→ **TEXT BLOCK**:
The most important part of this story is that the toddler, while seriously injured, will make a full recovery, but of course he may bear some psychological scars from the attack.
Let's take a look at the factors involved in this attack. First, the child was left alone, unsupervised, with a dog. Secondly, the dog was not neutered (apparent in a photo of the dog displayed by News10). Of course, intact dogs do not, by merely being unneutered, present a danger to people. However, people who are not showing or working to obtain titles on their dogs and who nevertheless leave their dogs intact generally are not the most responsible dog owners. Of course, a dog might have a specific health issue that makes it dangerous to place the dog under general anesthesia, but it's a rare dog that cannot be put under for surgery.
The owner of the dog, who did not want to be identified, allegedly stated the dog showed no prior signs of aggression. Unfortunately, owners of dogs that end up causing serious injury almost always claim their dogs never showed any prior signs. Who wants to admit, when facing potentially serious criminal and civil liability, that their dog did show prior signs of aggression, and they ignored those signs or, heaven forbid, encouraged them? Of course, we don't know what happened in this particular situation. We don't know much about the dog or the dog owner, since the dog owner has not been identified.
Since Will Frampton, the reporter in this case, came to interview Chako volunteers, we did have a chance to find out a bit more about the incident. Frankly, no one is truly clear about what happened. The reporter told us a few things that we wish we could publish (let's just say he smelled something specific in the house when he visited it to report on the incident), but many facts are "unverified" at this time.

→ **SUPPLIED ENTRIES**:
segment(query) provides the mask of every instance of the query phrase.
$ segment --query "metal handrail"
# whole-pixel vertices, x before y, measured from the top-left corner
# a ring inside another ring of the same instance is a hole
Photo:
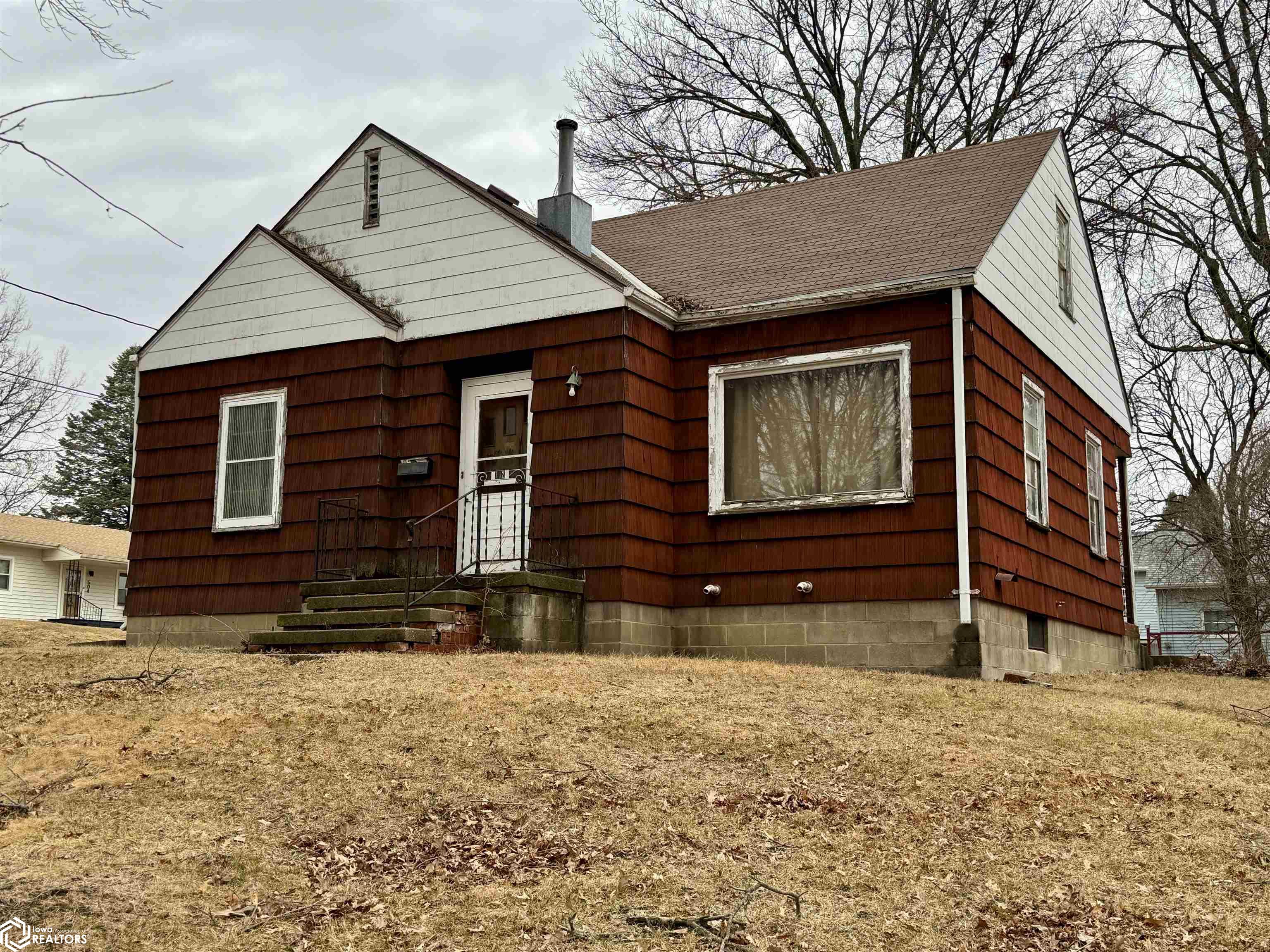
[[[488,501],[508,495],[513,496],[511,504],[504,499]],[[480,473],[478,485],[461,496],[428,515],[408,519],[401,623],[406,623],[419,599],[469,570],[479,575],[483,564],[495,572],[572,572],[577,567],[573,524],[577,501],[577,496],[530,482],[523,471],[498,482],[490,482],[489,473]],[[428,569],[427,555],[423,560],[419,555],[428,550],[431,572],[424,572],[420,570]],[[427,592],[415,593],[417,575],[434,579]]]
[[[89,622],[102,621],[102,607],[99,604],[74,592],[67,593],[67,597],[75,599],[75,614],[69,616],[70,618],[83,618],[84,621]],[[91,609],[88,614],[84,613],[84,605],[88,605],[89,609]],[[93,614],[93,612],[95,612],[97,614]]]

→ **WORK TO COMPLETE**:
1. In the text about the dog attack on a toddler, what did the dog's owner allegedly say about the dog?
2. Translate this sentence from the text about the dog attack on a toddler into Spanish: "Frankly, no one is truly clear about what happened."
3. Write the next paragraph of the text about the dog attack on a toddler, picking up after its final sentence.

→ **RESPONSES TO THE TASKS**:
1. The owner allegedly said the dog showed no prior signs of aggression.

2. Francamente, nadie tiene del todo claro lo que pasó.

3.
The only facts that seem clear are (1) the child was left alone unsupervised with the dog, and (2) the dog was not neutered. We don't know where the boyfriend was (since she was visiting his home with her child and apparently had to get the dog off the boy herself and then lock herself in the bathroom). Firefighters had to come to rescue her.
So, where was the boyfriend? Why did he keep an intact dog? Was he showing the dog? Working it toward obedience titles? Had he even attended obedience classes with the dog? How well socialized was the dog, and where did he get the dog? We can be pretty sure, since the dog was intact, that he did not get the dog from a shelter or rescue that screens their dogs. Shelters and rescues in the Sacramento region (and throughout most of California) almost always spay and neuter dogs before sending them off to their new homes.
So, let's drill down a bit deeper on the set of facts here:
- Child left alone unsupervised with a dog
- Dog likely is not being shown or worked toward obtaining titles, yet is unneutered. (Why?)
- Dog not adopted from a shelter or rescue that neuters them before placing them
- Dog highly likely to be a product of indiscriminate back yard breeding (was not bred by someone who obtains show and/or working titles on the dog, performs full health testing -- including hips, thyroid, cardiac, and ataxia--and breeds only the dogs that have demonstrated the best temperament).